● **Passage provided**
For example, SSA names are printed to the user in ``raw'' form, rather
than printing the underlying variable name.
@end itemize

Some ideas for other checkers
@itemize @bullet
@item
File-descriptor-based APIs
@item
Linux kernel internal APIs
@item
Signal handling
@end itemize

@node Debugging the Analyzer
@section Debugging the Analyzer
@cindex analyzer, debugging
@cindex static analyzer, debugging

@subsection Special Functions for Debugging the Analyzer

The analyzer recognizes various special functions by name, for use
in debugging the analyzer.  Declarations can be seen in the testsuite
in @file{analyzer-decls.h}.  None of these functions are actually
implemented.

Add:
@smallexample
  __analyzer_break ();
@end smallexample
to the source being analyzed to trigger a breakpoint in the analyzer when
that source is reached.  By putting a series of these in the source, it's
much easier to effectively step through the program state as it's analyzed.

@smallexample
__analyzer_dump ();
@end smallexample

will dump the copious information about the analyzer's state each time it
reaches the call in its traversal of the source.

@smallexample
__analyzer_dump_path ();
@end smallexample

will emit a placeholder ``note'' diagnostic with a path to that call site,
if the analyzer finds a feasible path to it.

The builtin @code{__analyzer_dump_exploded_nodes} will emit a warning
after analysis containing information on all of the exploded nodes at that
program point:

@smallexample
  __analyzer_dump_exploded_nodes (0);
@end smallexample

will output the number of ``processed'' nodes, and the IDs of
both ``processed'' and ``merger'' nodes, such as:

@smallexample
warning: 2 processed enodes: [EN: 56, EN: 58] merger(s): [EN: 54-55, EN: 57, EN: 59]
@end smallexample

With a non-zero argument

@smallexample
  __analyzer_dump_exploded_nodes (1);
@end smallexample

it will also dump all of the states within the ``processed'' nodes.

● **Data for review**
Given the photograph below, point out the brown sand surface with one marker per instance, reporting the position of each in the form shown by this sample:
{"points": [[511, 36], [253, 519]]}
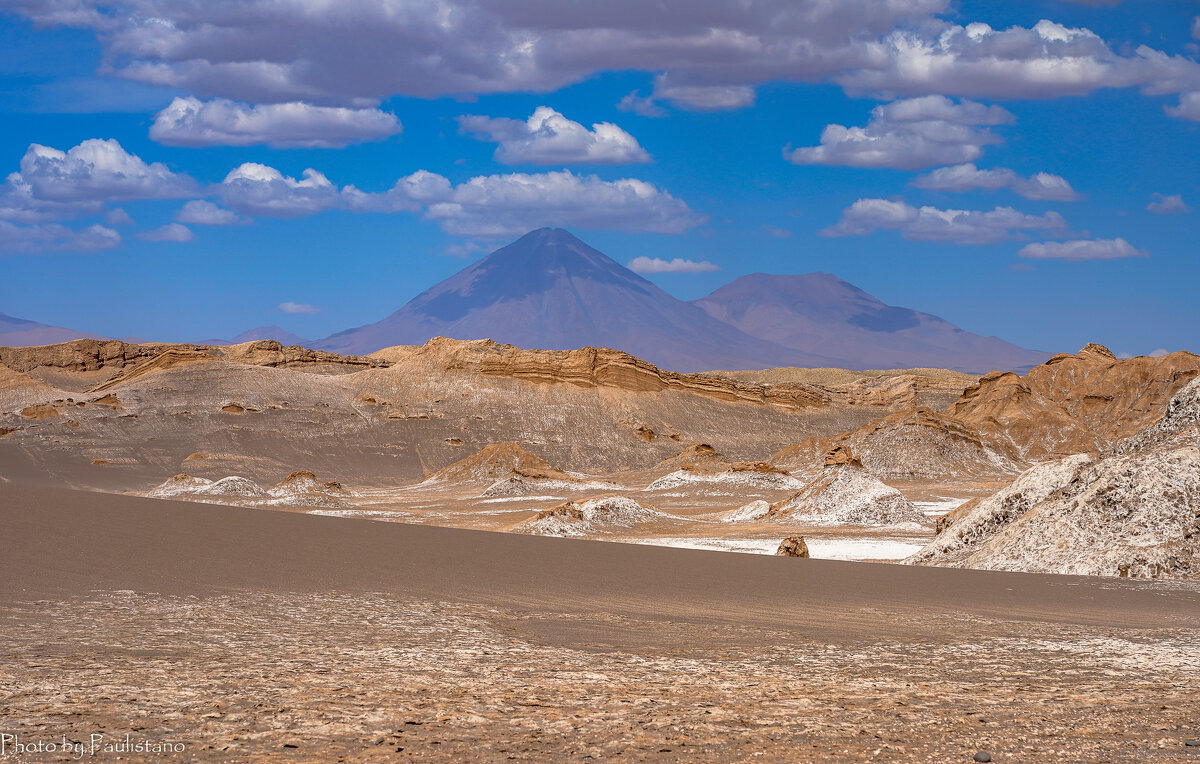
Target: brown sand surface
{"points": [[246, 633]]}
...
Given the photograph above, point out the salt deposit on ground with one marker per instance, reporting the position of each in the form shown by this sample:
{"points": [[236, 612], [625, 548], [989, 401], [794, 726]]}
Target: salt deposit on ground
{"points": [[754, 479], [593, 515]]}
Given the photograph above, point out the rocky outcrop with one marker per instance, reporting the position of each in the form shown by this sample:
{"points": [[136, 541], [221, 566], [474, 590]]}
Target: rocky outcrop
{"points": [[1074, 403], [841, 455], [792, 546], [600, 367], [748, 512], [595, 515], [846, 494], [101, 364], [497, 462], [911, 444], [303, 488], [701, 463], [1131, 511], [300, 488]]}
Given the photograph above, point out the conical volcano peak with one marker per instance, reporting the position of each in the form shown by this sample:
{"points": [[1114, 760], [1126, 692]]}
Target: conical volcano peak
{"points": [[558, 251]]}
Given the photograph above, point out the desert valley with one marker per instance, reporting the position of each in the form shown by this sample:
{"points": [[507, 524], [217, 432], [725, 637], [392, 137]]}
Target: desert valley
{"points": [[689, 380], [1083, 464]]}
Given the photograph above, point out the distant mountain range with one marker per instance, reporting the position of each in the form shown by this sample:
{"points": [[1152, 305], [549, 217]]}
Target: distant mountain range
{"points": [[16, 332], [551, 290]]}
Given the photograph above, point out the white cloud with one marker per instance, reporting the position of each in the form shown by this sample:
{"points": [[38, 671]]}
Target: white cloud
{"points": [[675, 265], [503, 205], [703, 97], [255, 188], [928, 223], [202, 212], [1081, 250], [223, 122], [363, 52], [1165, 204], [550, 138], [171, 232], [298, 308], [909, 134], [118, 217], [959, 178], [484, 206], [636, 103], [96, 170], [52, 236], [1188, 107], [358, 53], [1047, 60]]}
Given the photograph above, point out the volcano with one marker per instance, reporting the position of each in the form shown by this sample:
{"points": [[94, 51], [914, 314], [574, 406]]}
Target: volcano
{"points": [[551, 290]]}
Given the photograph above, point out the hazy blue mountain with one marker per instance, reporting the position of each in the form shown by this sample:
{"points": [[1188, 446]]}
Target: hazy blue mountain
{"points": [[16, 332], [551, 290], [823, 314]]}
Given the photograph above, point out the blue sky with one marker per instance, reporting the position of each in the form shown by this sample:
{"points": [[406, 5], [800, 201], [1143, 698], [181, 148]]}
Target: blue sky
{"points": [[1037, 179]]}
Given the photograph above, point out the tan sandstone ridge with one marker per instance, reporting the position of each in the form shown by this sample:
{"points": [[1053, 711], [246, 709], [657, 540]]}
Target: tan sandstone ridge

● **Assigned task**
Please change everything from "The analyzer recognizes" down to "as it's analyzed." in the analyzer debugging text, putting "stop" in place of "breakpoint". The rows come from a different source than the text.

● **Reply to the task**
The analyzer recognizes various special functions by name, for use
in debugging the analyzer.  Declarations can be seen in the testsuite
in @file{analyzer-decls.h}.  None of these functions are actually
implemented.

Add:
@smallexample
  __analyzer_break ();
@end smallexample
to the source being analyzed to trigger a stop in the analyzer when
that source is reached.  By putting a series of these in the source, it's
much easier to effectively step through the program state as it's analyzed.